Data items
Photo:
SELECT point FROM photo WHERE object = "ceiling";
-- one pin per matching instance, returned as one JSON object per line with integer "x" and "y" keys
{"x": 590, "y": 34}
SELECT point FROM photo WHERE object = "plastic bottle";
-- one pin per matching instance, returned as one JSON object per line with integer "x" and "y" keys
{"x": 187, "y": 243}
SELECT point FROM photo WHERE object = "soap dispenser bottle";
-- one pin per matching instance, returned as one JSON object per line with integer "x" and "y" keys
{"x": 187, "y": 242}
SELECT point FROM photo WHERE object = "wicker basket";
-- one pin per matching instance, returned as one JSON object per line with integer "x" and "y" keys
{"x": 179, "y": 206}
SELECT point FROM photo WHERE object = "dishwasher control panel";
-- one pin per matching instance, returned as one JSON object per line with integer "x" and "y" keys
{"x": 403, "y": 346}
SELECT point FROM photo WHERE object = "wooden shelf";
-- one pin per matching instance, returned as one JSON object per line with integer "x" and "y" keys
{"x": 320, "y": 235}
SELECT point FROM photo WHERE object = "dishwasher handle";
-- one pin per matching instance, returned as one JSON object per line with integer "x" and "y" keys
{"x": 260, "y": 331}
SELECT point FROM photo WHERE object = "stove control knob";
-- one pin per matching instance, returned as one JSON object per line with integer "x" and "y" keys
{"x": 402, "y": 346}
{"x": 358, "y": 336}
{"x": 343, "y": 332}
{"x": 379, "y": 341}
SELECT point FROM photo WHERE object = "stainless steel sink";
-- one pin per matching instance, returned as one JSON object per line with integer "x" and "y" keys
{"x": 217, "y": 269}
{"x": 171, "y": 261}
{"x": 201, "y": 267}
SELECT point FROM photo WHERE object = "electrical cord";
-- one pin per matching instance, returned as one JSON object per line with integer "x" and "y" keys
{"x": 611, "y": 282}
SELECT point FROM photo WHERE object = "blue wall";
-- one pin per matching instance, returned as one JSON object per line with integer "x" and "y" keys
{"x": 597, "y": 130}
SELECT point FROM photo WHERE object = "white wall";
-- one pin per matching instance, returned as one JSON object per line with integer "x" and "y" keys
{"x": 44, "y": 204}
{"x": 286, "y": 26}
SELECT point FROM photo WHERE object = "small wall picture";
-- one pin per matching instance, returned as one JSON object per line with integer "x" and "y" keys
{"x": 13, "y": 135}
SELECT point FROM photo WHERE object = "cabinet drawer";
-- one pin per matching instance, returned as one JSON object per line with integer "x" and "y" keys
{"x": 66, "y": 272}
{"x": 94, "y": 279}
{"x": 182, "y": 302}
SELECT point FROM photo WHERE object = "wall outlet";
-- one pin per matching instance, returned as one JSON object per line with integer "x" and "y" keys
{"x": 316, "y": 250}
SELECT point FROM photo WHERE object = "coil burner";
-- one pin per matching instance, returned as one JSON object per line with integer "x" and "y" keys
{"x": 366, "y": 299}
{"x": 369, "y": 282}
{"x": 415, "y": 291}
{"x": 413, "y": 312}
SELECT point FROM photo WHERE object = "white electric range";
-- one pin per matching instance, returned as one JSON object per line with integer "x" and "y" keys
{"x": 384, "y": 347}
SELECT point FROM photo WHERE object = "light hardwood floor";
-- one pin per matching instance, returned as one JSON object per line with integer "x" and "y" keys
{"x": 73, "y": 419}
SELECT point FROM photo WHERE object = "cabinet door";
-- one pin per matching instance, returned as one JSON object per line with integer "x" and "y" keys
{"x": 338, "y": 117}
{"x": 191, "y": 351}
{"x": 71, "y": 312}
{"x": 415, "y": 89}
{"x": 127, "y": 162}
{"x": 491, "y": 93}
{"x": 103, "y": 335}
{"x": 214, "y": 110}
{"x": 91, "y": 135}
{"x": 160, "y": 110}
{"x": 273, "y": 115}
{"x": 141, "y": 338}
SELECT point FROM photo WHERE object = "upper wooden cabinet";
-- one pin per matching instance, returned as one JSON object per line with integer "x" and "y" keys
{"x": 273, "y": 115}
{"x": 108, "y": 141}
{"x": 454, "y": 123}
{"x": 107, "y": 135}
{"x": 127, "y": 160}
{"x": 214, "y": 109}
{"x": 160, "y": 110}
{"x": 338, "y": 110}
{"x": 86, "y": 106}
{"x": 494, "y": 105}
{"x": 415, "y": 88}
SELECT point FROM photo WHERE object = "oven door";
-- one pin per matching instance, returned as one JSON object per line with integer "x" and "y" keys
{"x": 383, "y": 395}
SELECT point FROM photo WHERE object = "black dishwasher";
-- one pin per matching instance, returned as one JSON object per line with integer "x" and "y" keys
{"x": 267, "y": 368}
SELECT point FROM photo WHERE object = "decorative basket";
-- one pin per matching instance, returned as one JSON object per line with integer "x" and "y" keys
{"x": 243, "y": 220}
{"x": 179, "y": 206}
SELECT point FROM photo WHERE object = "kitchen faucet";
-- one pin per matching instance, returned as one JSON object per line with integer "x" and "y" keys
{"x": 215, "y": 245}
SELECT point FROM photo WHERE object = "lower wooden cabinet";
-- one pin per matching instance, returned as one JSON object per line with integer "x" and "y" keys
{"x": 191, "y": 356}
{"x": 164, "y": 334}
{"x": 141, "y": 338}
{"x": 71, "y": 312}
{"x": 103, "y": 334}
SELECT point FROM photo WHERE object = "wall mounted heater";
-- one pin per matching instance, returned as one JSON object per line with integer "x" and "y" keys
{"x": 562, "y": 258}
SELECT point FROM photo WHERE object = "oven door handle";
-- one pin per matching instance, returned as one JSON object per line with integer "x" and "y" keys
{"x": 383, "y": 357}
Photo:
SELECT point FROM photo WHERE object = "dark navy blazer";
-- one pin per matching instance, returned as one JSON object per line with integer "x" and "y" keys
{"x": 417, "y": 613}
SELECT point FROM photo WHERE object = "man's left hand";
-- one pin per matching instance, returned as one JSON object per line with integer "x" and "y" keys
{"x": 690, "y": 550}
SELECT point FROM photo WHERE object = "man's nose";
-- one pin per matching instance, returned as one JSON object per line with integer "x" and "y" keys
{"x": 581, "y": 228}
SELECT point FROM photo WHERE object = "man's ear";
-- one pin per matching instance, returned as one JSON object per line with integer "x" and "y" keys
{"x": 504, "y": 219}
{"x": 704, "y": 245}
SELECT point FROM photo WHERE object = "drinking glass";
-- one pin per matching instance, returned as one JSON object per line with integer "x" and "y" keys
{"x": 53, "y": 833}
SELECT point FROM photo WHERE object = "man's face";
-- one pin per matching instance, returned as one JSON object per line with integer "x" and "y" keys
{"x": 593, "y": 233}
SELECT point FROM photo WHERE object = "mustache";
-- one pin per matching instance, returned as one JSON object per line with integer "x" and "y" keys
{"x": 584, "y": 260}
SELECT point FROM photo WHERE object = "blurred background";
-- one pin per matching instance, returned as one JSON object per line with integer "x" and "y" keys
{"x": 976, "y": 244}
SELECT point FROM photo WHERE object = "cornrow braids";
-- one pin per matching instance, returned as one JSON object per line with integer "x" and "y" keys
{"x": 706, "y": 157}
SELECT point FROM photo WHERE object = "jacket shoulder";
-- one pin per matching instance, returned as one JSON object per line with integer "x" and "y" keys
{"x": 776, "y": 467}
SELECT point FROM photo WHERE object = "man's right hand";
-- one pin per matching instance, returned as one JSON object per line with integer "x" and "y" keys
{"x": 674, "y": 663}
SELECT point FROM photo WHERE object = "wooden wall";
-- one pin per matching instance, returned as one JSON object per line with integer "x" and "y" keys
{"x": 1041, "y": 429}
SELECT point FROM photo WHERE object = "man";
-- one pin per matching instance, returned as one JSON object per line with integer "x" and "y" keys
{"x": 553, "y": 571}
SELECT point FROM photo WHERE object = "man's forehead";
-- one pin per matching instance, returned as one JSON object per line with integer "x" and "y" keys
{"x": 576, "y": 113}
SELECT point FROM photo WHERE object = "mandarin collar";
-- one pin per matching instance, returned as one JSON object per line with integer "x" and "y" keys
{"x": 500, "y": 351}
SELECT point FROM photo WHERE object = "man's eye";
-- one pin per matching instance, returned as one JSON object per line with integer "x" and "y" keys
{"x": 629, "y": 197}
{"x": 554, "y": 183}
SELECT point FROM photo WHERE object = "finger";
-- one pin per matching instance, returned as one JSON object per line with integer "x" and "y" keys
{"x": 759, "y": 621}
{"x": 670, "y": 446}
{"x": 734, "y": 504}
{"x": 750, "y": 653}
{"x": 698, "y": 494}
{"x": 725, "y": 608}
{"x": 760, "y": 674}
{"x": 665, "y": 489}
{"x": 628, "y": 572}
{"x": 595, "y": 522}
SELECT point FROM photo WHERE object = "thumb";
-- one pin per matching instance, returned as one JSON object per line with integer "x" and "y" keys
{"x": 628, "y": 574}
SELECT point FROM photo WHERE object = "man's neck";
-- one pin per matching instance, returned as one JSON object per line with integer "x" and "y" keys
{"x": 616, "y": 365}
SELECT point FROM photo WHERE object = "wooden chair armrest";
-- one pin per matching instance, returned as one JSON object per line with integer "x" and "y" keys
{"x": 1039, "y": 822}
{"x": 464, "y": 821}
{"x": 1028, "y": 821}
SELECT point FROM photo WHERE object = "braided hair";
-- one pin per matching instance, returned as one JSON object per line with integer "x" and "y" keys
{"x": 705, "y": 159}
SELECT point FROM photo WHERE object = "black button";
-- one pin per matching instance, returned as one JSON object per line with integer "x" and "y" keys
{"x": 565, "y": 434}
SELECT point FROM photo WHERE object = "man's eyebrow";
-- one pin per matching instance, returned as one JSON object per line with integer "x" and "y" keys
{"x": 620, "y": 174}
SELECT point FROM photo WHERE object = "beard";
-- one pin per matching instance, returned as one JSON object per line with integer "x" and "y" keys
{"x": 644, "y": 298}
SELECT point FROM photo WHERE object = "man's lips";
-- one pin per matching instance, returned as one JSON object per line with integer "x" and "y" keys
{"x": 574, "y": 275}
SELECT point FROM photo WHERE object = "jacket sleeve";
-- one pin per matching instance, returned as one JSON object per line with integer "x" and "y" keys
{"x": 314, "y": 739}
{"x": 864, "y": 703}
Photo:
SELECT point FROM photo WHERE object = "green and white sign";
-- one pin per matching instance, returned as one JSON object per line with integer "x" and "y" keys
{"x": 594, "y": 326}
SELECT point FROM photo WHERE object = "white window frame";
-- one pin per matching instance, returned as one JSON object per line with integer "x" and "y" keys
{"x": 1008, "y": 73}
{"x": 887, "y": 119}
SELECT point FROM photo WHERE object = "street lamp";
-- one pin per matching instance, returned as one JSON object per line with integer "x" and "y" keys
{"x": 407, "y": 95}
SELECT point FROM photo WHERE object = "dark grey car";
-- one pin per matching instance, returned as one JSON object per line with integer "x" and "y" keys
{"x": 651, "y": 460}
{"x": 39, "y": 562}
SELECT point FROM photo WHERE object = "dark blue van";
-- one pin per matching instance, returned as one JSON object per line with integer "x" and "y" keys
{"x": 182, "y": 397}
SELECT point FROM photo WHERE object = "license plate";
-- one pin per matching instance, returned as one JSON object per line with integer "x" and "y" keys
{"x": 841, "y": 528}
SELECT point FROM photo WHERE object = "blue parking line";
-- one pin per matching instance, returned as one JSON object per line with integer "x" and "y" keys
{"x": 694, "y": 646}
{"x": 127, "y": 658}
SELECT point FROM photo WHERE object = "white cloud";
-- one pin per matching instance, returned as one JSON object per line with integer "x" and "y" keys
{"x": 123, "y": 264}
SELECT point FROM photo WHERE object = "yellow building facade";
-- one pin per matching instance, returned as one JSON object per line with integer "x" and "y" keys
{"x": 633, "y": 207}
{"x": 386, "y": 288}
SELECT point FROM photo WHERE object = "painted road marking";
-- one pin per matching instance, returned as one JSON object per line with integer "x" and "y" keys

WHAT YOU SHOULD DO → List each line of the entries above that contains the string "door".

OUTPUT OF THE EXERCISE →
SELECT point FROM photo WHERE object = "cabinet door";
SELECT point FROM photo WHERE object = "oven door";
SELECT point FROM photo WHERE object = "oven door handle";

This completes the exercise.